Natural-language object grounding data
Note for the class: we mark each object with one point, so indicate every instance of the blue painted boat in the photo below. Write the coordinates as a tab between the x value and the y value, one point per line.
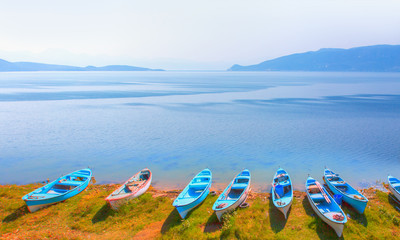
194	193
282	191
350	195
59	190
324	206
132	188
234	195
394	186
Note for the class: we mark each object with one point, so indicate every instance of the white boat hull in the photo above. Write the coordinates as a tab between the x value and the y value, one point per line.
115	204
285	209
395	193
34	208
338	227
232	207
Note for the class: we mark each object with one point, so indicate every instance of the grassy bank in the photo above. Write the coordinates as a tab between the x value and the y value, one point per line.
152	216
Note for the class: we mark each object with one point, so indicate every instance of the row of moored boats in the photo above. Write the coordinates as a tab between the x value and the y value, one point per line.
234	195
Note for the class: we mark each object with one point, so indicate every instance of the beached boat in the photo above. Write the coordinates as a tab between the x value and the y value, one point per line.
234	195
59	190
133	188
324	206
394	186
194	193
350	195
282	191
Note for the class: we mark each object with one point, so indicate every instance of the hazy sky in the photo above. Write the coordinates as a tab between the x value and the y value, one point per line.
185	34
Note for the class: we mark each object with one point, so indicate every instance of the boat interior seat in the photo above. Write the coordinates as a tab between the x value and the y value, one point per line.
395	185
239	186
313	189
198	185
317	197
339	184
69	183
284	184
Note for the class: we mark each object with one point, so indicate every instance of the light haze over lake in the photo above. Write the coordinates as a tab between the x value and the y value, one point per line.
177	123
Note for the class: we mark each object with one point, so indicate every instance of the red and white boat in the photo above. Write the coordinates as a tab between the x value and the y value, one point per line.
133	188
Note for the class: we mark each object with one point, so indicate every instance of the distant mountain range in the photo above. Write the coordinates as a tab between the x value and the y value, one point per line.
379	58
6	66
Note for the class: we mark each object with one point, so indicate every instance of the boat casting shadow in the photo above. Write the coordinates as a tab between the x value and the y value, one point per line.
393	201
276	218
324	231
19	212
349	210
212	224
104	212
175	219
172	220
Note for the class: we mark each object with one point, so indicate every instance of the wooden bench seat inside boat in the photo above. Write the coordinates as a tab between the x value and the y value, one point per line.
313	189
69	183
135	184
238	186
395	185
317	197
198	185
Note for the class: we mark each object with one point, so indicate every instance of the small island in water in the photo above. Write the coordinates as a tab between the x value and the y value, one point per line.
6	66
378	58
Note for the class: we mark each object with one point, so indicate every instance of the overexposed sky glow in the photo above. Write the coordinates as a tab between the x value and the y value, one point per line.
185	34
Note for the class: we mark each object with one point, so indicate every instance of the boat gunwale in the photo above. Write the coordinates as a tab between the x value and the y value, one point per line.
344	193
390	184
332	200
291	189
187	186
228	187
109	199
26	197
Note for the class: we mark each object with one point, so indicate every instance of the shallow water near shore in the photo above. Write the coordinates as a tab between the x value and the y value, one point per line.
177	123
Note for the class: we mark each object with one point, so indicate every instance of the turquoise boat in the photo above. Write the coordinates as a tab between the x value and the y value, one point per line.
282	191
350	195
324	206
59	190
394	186
194	193
234	195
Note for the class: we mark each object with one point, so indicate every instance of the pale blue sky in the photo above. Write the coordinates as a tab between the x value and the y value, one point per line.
184	34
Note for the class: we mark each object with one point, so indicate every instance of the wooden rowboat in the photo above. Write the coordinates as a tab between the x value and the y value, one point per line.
324	206
234	195
133	188
194	193
350	195
59	190
282	191
394	186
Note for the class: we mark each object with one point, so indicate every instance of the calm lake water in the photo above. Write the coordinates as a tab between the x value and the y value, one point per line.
177	123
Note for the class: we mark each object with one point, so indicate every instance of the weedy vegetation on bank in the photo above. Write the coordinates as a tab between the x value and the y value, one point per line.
152	216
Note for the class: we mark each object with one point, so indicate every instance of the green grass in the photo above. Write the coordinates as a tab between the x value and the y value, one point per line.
88	216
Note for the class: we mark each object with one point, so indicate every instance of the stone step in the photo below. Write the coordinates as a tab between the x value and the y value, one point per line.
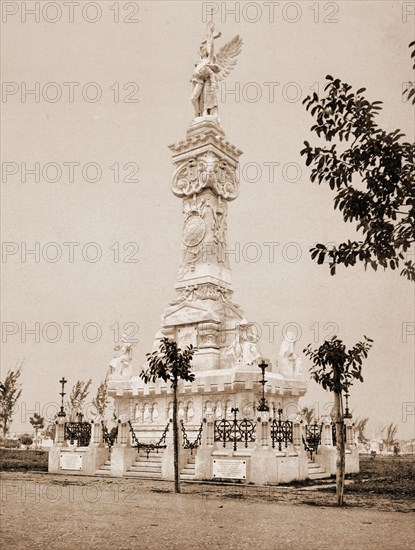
102	472
188	471
143	475
144	468
149	461
321	475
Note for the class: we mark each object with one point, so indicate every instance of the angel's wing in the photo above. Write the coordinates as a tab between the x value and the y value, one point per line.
227	57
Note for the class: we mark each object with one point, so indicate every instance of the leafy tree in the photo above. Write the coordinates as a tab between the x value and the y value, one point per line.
336	369
389	439
50	430
10	392
77	397
26	439
410	89
38	422
371	173
308	414
360	427
171	364
100	401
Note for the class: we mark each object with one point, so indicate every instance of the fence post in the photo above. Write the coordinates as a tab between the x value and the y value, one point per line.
349	432
327	438
209	437
262	430
60	432
297	433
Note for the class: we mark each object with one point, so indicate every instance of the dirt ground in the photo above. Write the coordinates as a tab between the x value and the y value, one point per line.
40	511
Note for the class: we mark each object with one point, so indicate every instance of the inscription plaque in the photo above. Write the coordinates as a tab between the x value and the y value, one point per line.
70	461
229	469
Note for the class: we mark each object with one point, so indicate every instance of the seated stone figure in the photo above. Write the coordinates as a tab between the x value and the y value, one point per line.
245	348
120	366
289	362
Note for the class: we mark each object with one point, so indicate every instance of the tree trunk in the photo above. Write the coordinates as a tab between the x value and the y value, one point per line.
175	439
340	446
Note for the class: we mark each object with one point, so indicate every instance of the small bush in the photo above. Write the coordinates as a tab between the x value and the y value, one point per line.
10	443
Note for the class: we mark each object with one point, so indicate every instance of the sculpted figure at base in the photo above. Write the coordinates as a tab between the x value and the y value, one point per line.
210	70
245	349
288	361
120	366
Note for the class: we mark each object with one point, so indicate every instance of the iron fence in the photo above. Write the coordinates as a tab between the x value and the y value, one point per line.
235	431
79	432
281	433
148	447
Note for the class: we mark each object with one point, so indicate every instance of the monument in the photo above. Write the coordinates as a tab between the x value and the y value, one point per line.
235	423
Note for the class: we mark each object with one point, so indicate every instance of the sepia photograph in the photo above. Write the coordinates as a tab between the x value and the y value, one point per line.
208	267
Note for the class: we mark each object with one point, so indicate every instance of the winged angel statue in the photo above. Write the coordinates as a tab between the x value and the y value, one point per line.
210	70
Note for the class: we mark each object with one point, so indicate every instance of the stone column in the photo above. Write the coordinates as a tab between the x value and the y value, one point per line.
60	431
297	433
327	435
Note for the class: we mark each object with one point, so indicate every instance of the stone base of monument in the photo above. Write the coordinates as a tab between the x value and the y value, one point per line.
70	459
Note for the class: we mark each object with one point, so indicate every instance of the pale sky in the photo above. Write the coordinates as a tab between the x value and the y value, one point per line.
151	59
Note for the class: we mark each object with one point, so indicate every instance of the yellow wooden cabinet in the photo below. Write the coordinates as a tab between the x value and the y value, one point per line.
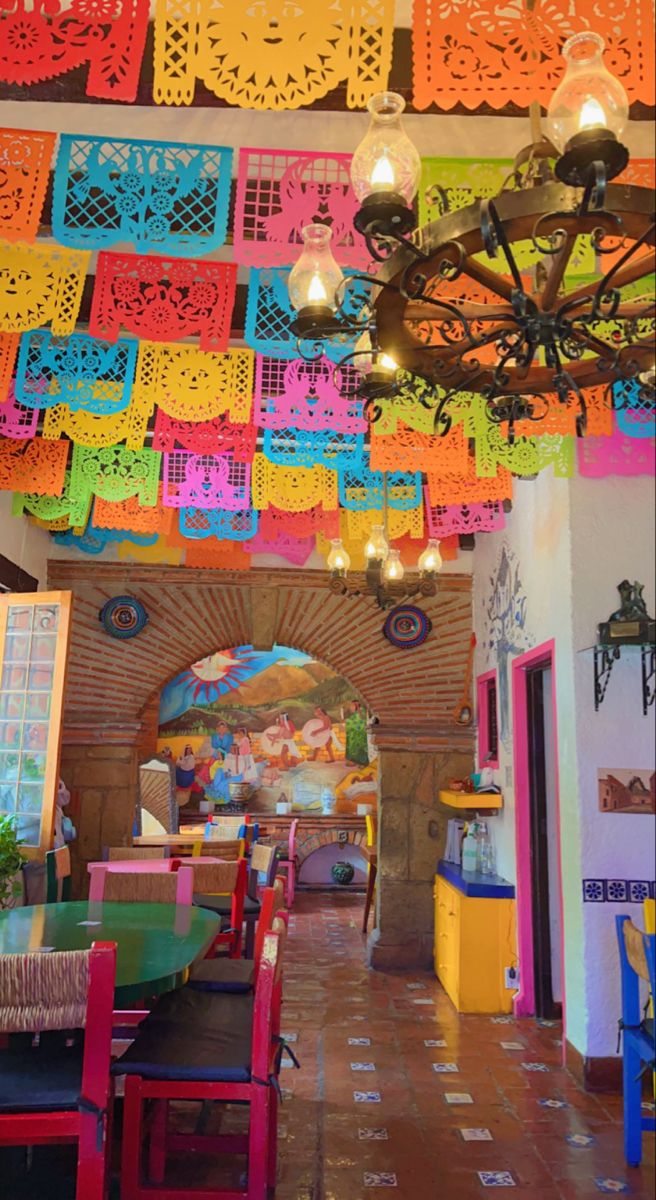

• **Instructions to follow**:
In the records above, find the line that contains "the pale sky". Print it and every later line exactly, omitting the pictures.

• **Output below**:
Note for the class: we mark each object with one point, so indicate every instance of the pale sky in the photo above. Write the coordinates as a tab between the x value and the y value, one point per line.
151	59
Note for the class: we mark each object with one point, so indicate every instance of the yellow wooden cabinet in the photo below. Write the coordinates as a tab between the x value and the y value, one point per line.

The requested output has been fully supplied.